··· TEXT SECTION ···
Martin Kippenberger. Martin, Into the Corner, You Should Be Ashamed of Yourself (Martin, ab in die Ecke und schäm dich). 1992. Cast aluminum, clothing, and iron plate. 71 1/2 x 29 1/2 x 13 1/2" (181.6 x 74.9 x 34.3 cm). Blanchette Hooker Rockefeller Fund Bequest, Anna Marie and Robert F. Shapiro, Jerry I. Speyer, and Michael and Judy Ovitz Funds. The Museum of Modern Art. © Gisela Capitain

Museum of Modern Art, New York, March 1 – May 11, 2009

Pretty funny guy, for a German. The curators who put together the current large retrospective of Martin Kippenberger, knowing that his name will be new to almost every visitor, have emphasized that he’s funny. Or, to use their choice of words, hilarious, absurd, all over the map. Without prompting, I doubt that many viewers would think so. Early in his career, which began around 1971, Kippenberger coated a Ford Capri in brown paint mixed with straw and oatmeal. We are told that this is a humorous comment on Anselm Kiefer, the prominent German painter who famously coated the surface of his canvases with straw. Okay. Next to the Capri on the museum floor sits a waist-high wooden box, painted the same dun brown with straw and oatmeal, that Kippenberger dubs an orgone box—in reference to Wilhelm Reich’s infamous contraption that was supposed to trap free-floating sexual energy. Through the half-open door of the box we glimpse some early, rejected canvases of Kippenberger’s, placed there, he tells us, so that they can acquire fresh energy and become acceptable. Not a lot of laughing was going on around me.

Some critics find Kippenberger’s insouciant stance insulting, and the artist, who inherited money, lived a dissolute jet set existence. Yet prankishness is an important part of his ethos, and it has a peculiarly German cloddishness. High on one wall hangs a cheaply bronzed crucifix, not of Christ but of Fred the Frog, a favorite creation of Kippenberger’s, holding a plate of fried eggs in one hand and a beer stein in the other. Roaming through the half dozen rooms of the exhibit, one sees the artist in oversized underpants, referring to some shocking photos of the aged Picasso taken in his underwear (shocking by the standards ofLife magazine). A tall lamp with a curvy pole is called Street Lamp for Drunks.  A mannequin faces into the corner with its head bowed in shame. It’s called Martin, Stand in the Corner and Be Ashamed of Yourself (1992), an ironic riposte to a scathing critic who enumerated the artist’s personal and professional faults—the mannequin has a clear acrylic head filled with cigarette butts, atoning for Kippenberger’s chain-smoking.

Yet if you began at the end of the show, with a room filled with canvases entitled The Raft of the Medusa (1996), you’d think of Kippenberger as an exemplary post-modernist of a serious stripe. He has taken stark, horrifying motifs from Gericault’s epic canvas, with its starving castaways adrift in a shark-infested sea, and painted himself, in sketchy, poster-bright colors, as all the characters. There are 17 of these self-referential derivative paintings — MOMA gives us six, along with about twenty lithographs based on the same subject—and they should seem trivial and narcissistic. But they aren’t. Kippenberger is saved by his prodigal generosity, manic energy, design skill, catchy colors, and an imagination that has devoured every post-war art strategy and spewed it back as something personal.
···
▶ TASKS TO CARRY OUT
1 > Summarize the review of the Kippenberger retrospective in three sentences.
2 > Answer these questions from the review of the Kippenberger retrospective:
(a) Around what year did Kippenberger's career begin?
(b) What fills the clear acrylic head of the mannequin?
(c) How many of the 17 Raft of the Medusa paintings does MOMA show?
3 > Carry on the review of the Kippenberger retrospective from its last sentence.
The lines after the review are not needed.
··· RECORDS ···
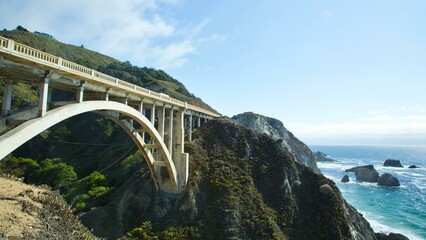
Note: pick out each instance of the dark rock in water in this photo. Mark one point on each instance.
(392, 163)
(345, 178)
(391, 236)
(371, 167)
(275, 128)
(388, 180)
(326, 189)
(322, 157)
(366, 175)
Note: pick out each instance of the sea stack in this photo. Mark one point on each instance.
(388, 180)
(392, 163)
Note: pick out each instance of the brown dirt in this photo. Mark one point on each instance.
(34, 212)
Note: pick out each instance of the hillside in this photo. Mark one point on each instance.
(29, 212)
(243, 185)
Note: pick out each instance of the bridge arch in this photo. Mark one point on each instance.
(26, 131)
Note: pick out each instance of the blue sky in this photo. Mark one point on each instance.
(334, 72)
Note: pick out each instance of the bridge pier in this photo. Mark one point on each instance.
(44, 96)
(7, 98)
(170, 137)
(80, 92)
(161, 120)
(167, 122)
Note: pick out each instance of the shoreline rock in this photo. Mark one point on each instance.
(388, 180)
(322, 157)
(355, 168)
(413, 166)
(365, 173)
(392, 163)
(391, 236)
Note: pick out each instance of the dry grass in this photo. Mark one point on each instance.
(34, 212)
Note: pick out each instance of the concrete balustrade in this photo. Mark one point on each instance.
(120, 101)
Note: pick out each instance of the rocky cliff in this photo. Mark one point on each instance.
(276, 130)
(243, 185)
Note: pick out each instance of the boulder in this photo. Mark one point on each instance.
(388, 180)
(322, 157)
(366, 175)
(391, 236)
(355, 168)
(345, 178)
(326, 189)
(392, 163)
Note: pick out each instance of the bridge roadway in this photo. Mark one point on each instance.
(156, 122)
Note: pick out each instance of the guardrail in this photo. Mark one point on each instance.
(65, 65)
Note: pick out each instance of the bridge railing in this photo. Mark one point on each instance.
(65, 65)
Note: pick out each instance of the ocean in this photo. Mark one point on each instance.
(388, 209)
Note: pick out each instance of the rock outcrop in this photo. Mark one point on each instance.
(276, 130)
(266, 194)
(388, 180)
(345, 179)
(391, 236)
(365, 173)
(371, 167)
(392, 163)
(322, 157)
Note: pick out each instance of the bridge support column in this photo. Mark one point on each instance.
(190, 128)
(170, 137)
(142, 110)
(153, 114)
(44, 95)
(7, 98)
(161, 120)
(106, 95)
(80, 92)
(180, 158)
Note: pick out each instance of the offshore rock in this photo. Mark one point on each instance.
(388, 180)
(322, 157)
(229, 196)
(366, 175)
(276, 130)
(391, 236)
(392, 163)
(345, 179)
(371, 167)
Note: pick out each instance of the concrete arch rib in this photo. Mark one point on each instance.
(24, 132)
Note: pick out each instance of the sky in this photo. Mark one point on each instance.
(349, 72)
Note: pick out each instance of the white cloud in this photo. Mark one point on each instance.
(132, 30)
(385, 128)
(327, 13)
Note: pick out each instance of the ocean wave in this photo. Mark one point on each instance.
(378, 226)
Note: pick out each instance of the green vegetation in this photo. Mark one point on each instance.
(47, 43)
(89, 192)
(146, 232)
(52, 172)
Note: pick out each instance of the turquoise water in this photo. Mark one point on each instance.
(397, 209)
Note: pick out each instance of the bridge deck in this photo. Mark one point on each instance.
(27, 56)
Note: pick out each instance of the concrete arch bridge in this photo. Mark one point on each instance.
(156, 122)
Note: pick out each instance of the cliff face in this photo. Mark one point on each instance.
···
··· RECORDS ···
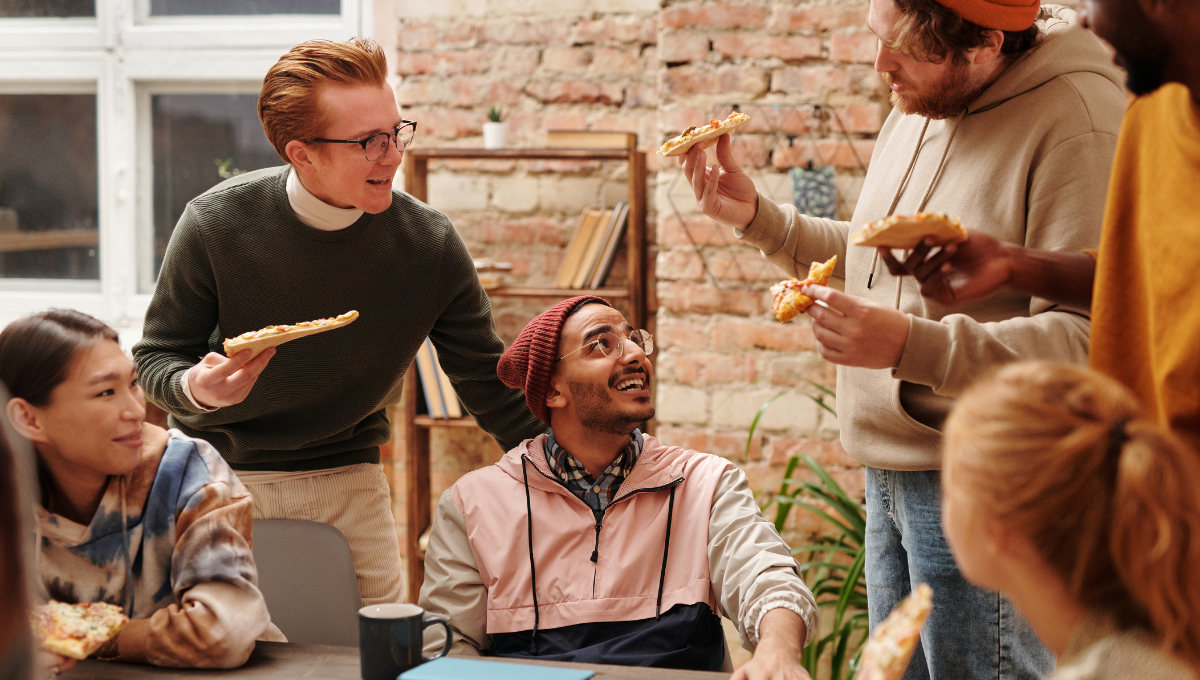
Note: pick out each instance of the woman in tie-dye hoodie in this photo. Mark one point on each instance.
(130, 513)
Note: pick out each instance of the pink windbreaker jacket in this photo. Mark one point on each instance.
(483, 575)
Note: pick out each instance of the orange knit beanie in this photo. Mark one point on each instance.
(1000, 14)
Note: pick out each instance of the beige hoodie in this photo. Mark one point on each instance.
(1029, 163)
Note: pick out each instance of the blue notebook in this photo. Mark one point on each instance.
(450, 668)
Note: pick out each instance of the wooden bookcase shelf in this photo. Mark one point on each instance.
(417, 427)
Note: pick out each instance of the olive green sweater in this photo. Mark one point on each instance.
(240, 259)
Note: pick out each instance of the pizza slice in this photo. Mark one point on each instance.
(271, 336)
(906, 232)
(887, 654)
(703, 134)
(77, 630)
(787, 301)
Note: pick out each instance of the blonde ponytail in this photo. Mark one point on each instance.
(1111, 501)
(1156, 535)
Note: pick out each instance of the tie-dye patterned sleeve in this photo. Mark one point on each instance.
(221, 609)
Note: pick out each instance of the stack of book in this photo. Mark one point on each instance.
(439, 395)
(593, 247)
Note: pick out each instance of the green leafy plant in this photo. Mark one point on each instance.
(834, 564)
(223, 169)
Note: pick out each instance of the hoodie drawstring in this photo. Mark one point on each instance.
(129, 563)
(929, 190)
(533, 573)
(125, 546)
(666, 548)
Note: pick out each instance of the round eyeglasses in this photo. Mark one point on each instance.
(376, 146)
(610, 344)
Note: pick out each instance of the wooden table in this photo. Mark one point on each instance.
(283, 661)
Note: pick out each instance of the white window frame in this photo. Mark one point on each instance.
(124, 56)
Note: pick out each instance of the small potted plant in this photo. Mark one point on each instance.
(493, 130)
···
··· RECORDS ···
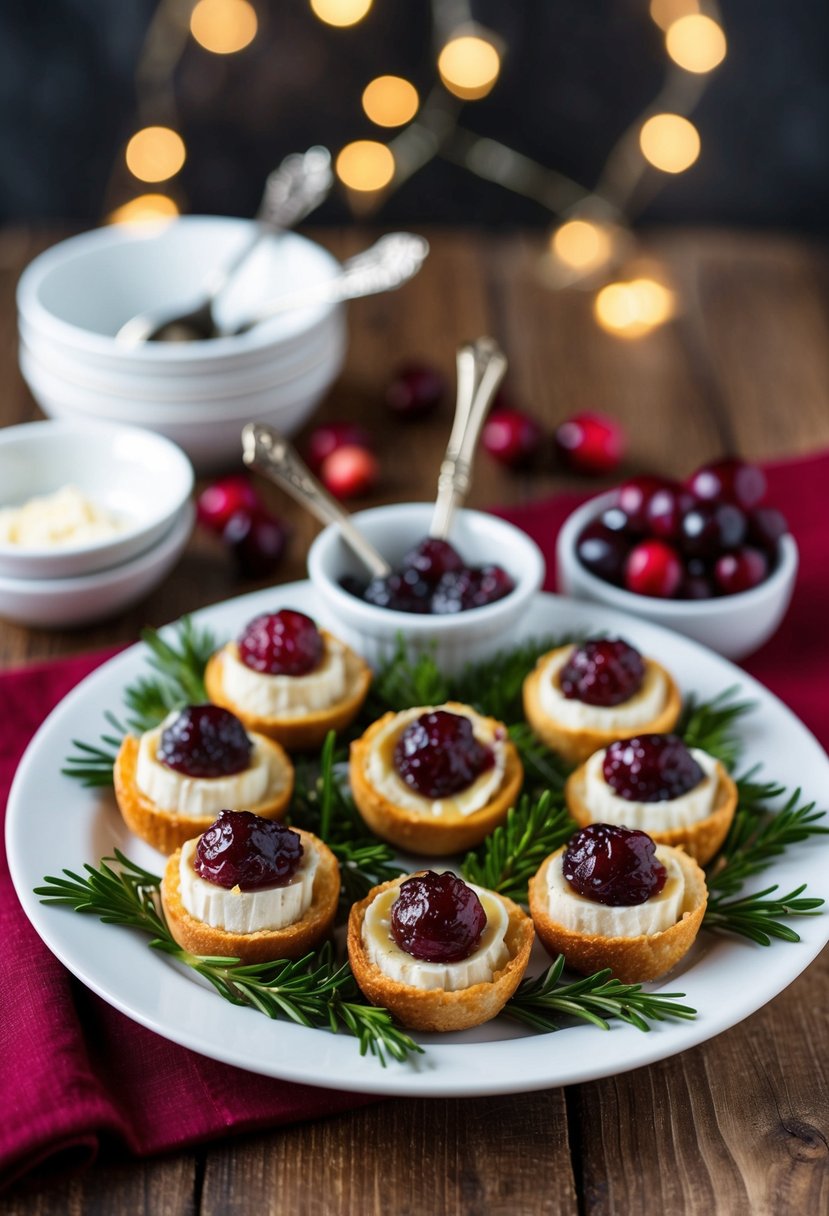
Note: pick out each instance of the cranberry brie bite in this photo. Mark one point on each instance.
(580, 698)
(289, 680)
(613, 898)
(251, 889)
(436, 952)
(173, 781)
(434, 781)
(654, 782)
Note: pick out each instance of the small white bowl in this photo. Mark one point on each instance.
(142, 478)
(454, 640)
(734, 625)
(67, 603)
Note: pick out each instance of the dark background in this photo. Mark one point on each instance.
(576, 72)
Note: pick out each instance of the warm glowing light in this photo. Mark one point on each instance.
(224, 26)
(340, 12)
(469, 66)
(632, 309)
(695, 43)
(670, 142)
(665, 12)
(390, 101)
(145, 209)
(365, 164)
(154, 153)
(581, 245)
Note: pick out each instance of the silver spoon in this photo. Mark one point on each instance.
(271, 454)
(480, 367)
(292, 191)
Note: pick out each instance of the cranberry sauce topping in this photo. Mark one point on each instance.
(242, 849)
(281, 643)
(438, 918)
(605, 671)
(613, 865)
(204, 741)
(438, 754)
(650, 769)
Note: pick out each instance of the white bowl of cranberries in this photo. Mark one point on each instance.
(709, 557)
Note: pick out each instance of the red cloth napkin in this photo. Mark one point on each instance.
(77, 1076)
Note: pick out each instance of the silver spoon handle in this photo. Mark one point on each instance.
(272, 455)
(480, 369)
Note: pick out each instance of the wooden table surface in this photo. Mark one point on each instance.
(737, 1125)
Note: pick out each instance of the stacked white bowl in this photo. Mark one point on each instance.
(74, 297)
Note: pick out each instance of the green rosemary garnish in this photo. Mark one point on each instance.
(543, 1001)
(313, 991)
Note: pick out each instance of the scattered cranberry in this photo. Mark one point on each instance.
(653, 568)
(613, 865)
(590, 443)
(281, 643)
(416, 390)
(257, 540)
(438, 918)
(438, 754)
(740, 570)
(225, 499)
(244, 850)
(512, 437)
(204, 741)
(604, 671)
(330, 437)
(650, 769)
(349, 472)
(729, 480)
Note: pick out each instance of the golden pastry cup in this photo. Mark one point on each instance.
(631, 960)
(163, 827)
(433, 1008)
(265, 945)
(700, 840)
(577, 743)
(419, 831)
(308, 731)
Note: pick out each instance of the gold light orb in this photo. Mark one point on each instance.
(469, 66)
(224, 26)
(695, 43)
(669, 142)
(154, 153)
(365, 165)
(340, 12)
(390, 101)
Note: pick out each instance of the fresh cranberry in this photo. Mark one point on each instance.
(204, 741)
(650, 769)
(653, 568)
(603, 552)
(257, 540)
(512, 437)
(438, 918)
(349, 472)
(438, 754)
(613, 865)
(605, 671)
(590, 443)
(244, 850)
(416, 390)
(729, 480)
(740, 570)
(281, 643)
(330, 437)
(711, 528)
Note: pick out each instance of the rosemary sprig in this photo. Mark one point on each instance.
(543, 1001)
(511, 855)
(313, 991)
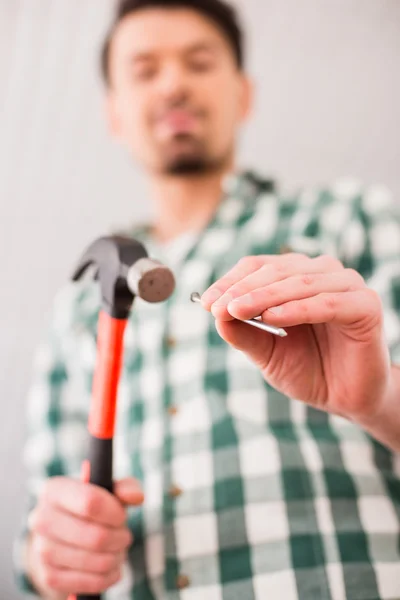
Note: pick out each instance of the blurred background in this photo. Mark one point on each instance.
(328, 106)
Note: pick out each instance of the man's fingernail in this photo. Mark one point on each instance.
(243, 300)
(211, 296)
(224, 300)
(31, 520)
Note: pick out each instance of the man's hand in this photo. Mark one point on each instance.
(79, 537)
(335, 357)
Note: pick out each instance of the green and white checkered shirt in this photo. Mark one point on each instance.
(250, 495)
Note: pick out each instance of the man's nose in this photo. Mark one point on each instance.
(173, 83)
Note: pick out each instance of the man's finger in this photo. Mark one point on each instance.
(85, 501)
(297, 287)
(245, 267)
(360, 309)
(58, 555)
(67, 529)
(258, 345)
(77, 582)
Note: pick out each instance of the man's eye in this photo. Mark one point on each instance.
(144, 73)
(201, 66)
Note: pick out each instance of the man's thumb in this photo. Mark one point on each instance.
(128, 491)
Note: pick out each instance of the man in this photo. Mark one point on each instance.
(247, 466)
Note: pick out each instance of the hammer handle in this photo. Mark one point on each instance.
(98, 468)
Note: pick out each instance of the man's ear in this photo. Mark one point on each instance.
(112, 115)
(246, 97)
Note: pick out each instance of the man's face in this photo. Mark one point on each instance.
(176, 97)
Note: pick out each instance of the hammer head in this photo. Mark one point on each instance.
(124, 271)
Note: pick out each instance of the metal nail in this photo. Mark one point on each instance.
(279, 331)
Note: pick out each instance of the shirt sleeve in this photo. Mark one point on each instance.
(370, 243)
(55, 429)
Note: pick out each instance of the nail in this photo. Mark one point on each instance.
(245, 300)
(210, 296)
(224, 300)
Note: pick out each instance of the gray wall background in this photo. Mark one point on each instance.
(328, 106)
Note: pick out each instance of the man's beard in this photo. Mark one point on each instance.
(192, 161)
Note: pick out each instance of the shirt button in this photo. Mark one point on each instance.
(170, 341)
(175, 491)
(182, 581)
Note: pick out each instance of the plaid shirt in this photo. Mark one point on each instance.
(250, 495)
···
▶ THE REPLIES
1 > The curators of the Museum of Modern Art's Kippenberger retrospective stress that the artist is funny, but works such as a Ford Capri coated in brown paint with straw and oatmeal drew little laughter around the reviewer. Prankishness is nonetheless central to his ethos, as seen in a crucifix of Fred the Frog and a mannequin facing the corner in shame with a head full of cigarette butts. The final room of Raft of the Medusa paintings, in which he painted himself as all the characters from Gericault's canvas, shows him as a serious post-modernist saved by his generosity, energy, design skill, colors, and imagination.

2 >
(a) Around 1971.
(b) Cigarette butts.
(c) Six.

3 >
In the long run, maybe Kippenberger will seem like a stand-up comic version of Jasper Johns, who possesses the same saving graces; or Johns may be a sober version of Kippenberger. The American has one huge advantage, however: he didn’t die at age 44 as Kippenberger did in 1997, leaving behind, among many other artifacts, 90 posters for his shows, various installations, photographs, videos, and countless prints and drawings—we get more than a hundred sketches that are united by all being done on hotel stationery from around the world—not to mention the canvases. Looking only at the paintings, one thinks of Kippenberger’s great compatriot, Gerhard Richter, another voracious cannibal of style. But Richter never cracks a smile, so determined is he to play the art icon game, a master who can reliably be placed on the top shelf after pushing aside Picasso and Pollock to make a little room for a newcomer to Valhalla.

Kippenberger was perversely determined to do the opposite, to establish his enormously impressive gifts but then deny us any masterpieces at all. Taken one at a time, Richter’s body of work is stunning piece by piece. Taken one at a time, Kippenberger’s works are brilliant first thoughts, sketches, jeux d’esprits,footnotes, and improvisations. The closest thing to an epic work is a sprawling collection of office furniture and assorted sculptural oddments entitled The Happy Ending of Franz Kafka’s “Amerika” (1994). The coy reference to Kafka’s unfinished novel is unnecessary. Walking around this massive assemblage, a paean to the trappings of bureaucracy, one notices many modernist touches, including sculptural forms and iconic mid-century furniture, that merge social commentary, classic design, and the banality of the workplace. A great deal of the haunted effect depends on emptiness—the space is devoid of actual personnel to man this surreal bureaucracy. And as with much of Kippenberger’s work, the initial impression of color, mood, form, and artistic exuberance, all happy things in themselves, isn’t followed by deeper emotion.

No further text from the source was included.